La Vuelta Cicloturista a Ibiza Campagnolo transportará a sus participantes a la época dorada del ciclismo moderno. Claudio Chiappucci, padrino confirmado para la edición de este año, le lanzó un reto a uno de los grandes amigos que hizo a lo largo de las trece temporadas en las que compitió como profesional. «Voy a desafiar a Miguel para que vuelva a este año a la Vuelta Cicloturista a Ibiza Campagnolo«, dijo el escalador lombardo.

Miguel no es otro que Indurain, ese vecino de Villava, un pueblo que duerme a las afueras de Pamplona, que tantas veces se enfrentó contra Chiappucci en la primera mitad de los años noventa, el período álgido de las carreras de estos dos campeones ciclistas. Entre el 12 y el 15 de octubre, ambos pedalearán por las carreteras insulares y, para los aficionados que se acerquen a los cruces por los que pasará el pelotón o que acudan a la meta de la Vuelta Ibiza Campagnolo, será imposible no acordarse de la tarde en que comenzó todo entre Chiappucci e Indurain.

● Datos mostrados

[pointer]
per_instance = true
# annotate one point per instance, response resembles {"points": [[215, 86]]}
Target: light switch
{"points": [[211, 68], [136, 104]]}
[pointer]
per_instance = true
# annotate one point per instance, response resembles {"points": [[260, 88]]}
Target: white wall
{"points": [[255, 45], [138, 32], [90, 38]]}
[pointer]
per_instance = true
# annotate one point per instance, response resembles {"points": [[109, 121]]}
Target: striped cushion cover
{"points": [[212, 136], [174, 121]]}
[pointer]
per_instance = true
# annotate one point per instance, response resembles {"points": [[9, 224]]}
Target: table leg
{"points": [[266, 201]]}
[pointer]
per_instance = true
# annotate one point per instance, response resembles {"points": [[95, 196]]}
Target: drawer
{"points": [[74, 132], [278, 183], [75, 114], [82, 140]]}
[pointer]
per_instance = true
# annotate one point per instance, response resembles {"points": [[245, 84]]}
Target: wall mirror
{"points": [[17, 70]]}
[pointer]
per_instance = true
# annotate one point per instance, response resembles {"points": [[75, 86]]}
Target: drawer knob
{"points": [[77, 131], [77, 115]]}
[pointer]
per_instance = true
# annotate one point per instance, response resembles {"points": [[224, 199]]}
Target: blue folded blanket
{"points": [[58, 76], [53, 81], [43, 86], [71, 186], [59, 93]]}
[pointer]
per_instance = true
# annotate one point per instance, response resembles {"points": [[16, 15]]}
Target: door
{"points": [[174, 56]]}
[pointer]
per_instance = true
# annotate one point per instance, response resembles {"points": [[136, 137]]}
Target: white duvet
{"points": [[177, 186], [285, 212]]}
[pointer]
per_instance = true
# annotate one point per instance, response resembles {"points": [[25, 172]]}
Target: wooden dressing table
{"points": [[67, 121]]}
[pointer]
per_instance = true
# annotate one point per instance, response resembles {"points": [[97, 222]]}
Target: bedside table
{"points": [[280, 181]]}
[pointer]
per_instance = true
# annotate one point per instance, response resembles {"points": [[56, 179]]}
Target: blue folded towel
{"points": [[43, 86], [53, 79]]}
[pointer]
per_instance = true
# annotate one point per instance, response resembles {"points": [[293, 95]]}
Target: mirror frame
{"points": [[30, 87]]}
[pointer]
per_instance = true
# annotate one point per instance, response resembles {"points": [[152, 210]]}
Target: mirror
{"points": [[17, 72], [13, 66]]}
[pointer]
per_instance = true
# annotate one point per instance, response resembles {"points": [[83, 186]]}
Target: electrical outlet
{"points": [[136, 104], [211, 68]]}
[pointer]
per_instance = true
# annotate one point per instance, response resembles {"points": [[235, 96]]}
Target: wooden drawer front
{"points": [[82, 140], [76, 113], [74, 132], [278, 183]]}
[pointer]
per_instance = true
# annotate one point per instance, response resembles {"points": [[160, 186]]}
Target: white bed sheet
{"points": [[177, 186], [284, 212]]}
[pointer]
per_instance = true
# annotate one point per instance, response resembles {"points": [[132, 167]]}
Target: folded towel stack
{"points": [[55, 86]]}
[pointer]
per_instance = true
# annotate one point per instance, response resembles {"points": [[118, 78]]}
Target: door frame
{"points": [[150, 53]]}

● Tarea planteada A
Según el texto sobre la Vuelta Cicloturista a Ibiza Campagnolo, ¿entre qué fechas pedalearán Chiappucci e Indurain por las carreteras insulares?
● Tarea planteada B
¿Concuerdan con el texto sobre la Vuelta Cicloturista a Ibiza Campagnolo estas afirmaciones? Responde sí o no a cada una y cita las palabras del texto que lo deciden.
(i) Chiappucci compitió como profesional durante trece temporadas.
(ii) Villava es un pueblo situado a las afueras de Barcelona.
(iii) Chiappucci e Indurain se enfrentaron sobre todo en la segunda mitad de los años noventa.
● Tarea planteada C
Escribe la continuación del texto sobre la Vuelta Cicloturista a Ibiza Campagnolo a partir de su última frase.

● Respuesta del ejercicio A
Entre el 12 y el 15 de octubre.

● Respuesta del ejercicio B
(i) Sí: «a lo largo de las trece temporadas en las que compitió como profesional».
(ii) No: «un pueblo que duerme a las afueras de Pamplona».
(iii) No: «en la primera mitad de los años noventa».

● Respuesta del ejercicio C
Fue el 17 de julio de 1991. Los más jóvenes han vivido esa jornada primero con las cintas de vídeo que grabaron sus mayores y, ahora, con el YouTube, la videoteca que conserva todas esas hazañas deportivas que ocurrieron hace un par de décadas. Los que ya tienen una edad recuerdan como si fuera ayer esa etapa que volvió a robarles la siesta, algo que ya conseguía Perico Delgado en sus años de gloria y desgracias. Aquel día los destinos de Miguel Indurain y Claudio Chiappucci quedaron entrelazados bajo el sol que calentaba los Pirineos. El navarro, que siempre corrió bien con calor y sufrió cuando el frío azotó el verano francés, dio aquel día el paso de gigante que confirmó lo que muchos llevaban años sospechando. A partir de aquella decimotercera etapa del Tour de Francia, Indurain fue el más grande durante un lustro en el que conquistó, uno tras otro, sin permitirse pausa, cinco maillots amarillos.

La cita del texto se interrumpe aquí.